Esse mesmo nome foi utilizado em um episódio do grupo humorístico inglês Monty
Python, que na década de setenta estreava um programa televisivo, a
mini-série MASH e em um dos episódios um grupo famintos de vickings
entrava em um bar e começava a gritar Spam de forma incessante e
repetitiva, pedindo pelo presunto.
Alguns anos depois, quando a Internet
estava em seu primórdio, alguém resolve enviar mensagens comerciais aos
participantes de grupos de chats, invadindo esses grupos e atrapalhando
a comunicação entre os participantes. Surge assim a expressão spam na Internet,
comparando-se o envio dessas mensagens não solicitadas com a gritaria do
programa humorístico inglês.
2. Outra origem citada em algumas
fontes é um laboratório de computação da South Carolina University, nos
EUA, significando spam algo que não é solicitado e se “engole”.
Assim,
atualmente spam pode ser conceituado como correspondência via e-mail,
não solicitada, e destinada a usuários múltiplos.
O spam
é também conhecido como “UBE”, uma expressão em inglês e que significa
“unsolicited bulk e-mail”. Sua definição original, dada por Paul
Hoffman, in “Unsolicited Bulk Email: Definitions and Problems”, obtida via Internet
[http://www.imc.org/ube-def.html] em 28.12.02 é exposta a seguir, in verbis,
tendo-se em vista sua importância para entendermos o significado de spam
de forma completa e clara:
“Unsolicited Bulk E-mail, or UBE, is Internet mail (“email”) that
is sent to a group of recipients who have not requested it. A mail recipient
may have at one time asked a sender for bulk email, but then later asked that
sender not to send any more email or otherwise not have indicated a desire for
such additional mail; hence any bulk email send after that request was received
is also UBE”

▬▬▬

(INSTRUÇÕES DO EXERCÍCIO) Resuma em três frases o trecho sobre a origem e a definição de spam.

▬▬▬

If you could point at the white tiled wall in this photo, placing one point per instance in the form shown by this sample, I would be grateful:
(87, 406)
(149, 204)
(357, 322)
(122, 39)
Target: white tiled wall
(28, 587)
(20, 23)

▬▬▬

(EXERCÍCIO RESOLVIDO) Segundo o trecho, a palavra spam foi usada em um episódio do grupo humorístico inglês Monty Python em que, num bar, se gritava "Spam" de forma incessante. Anos depois, nos primórdios da Internet, o termo passou a designar mensagens comerciais não solicitadas enviadas a grupos de chat, embora algumas fontes atribuam sua origem a um laboratório de computação da South Carolina University. Atualmente, spam pode ser conceituado como correspondência por e-mail não solicitada e destinada a usuários múltiplos, também conhecida como UBE ("unsolicited bulk e-mail"), que Paul Hoffman define como e-mail enviado a um grupo de destinatários que não o solicitaram.